**To do**
Copy the page excerpt below from "The sample site" up to and including "of less-than-potable water.", swapping in "sewer lid" wherever "manhole cover" appears.

The WSU researchers’ technique isn’t going to allow them to estimate the percentage of Spokanites who have contracted the virus.

It will, however, allow them to look at how prevalent the disease is in one part of the community compared to another.

“What we will be able to do is more accurately pinpoint what points of our community have higher burdens of infection,” Monsivais said.

The new research dovetails with work already undertaken by Monsivais and colleagues at WSU who developed a vulnerability index, which assessed the level of risk different communities in Spokane face from the coronavirus based on risk factors like population density, poverty and underlying health conditions.

With assistance from the city of Spokane, researchers recently took samples from three different Spokane neighborhoods.

The sites were selected based on Spokane Regional Health District data for the infection rate in a given ZIP code, cross referenced with WSU data on vulnerability to the virus.

The sites were intentionally selected to maximize contrast. One site, near Hillyard, was picked because known COVID-19 infection rates are high and the population is at high risk to COVID-19, according to the researchers’ vulnerability index.

The sample site on the South Hill was in an area determined to face less risk and fewer documented infections per capita.

Once at the site, researchers remove the manhole cover, take a plastic bottle with its top chopped off and lower it on wire into the wastewater below. They gather a sample of about 500 to 700 milliliters of less-than-potable water.

**Data for review**
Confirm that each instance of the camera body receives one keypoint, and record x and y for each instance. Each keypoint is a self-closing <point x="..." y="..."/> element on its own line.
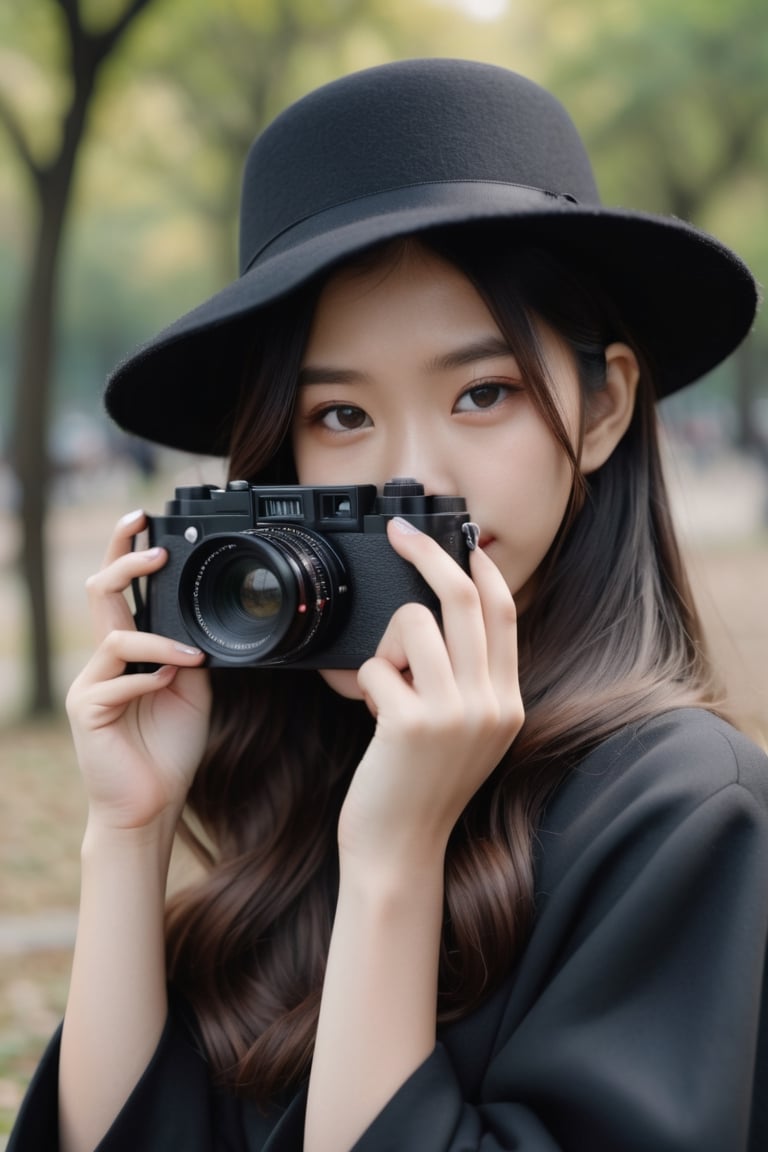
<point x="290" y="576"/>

==

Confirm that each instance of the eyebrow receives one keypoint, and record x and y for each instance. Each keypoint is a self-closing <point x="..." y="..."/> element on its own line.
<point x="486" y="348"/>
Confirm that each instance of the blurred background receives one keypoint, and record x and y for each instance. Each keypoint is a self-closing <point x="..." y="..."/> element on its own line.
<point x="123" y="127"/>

**Final answer**
The sample site on the South Hill was in an area determined to face less risk and fewer documented infections per capita.

Once at the site, researchers remove the sewer lid, take a plastic bottle with its top chopped off and lower it on wire into the wastewater below. They gather a sample of about 500 to 700 milliliters of less-than-potable water.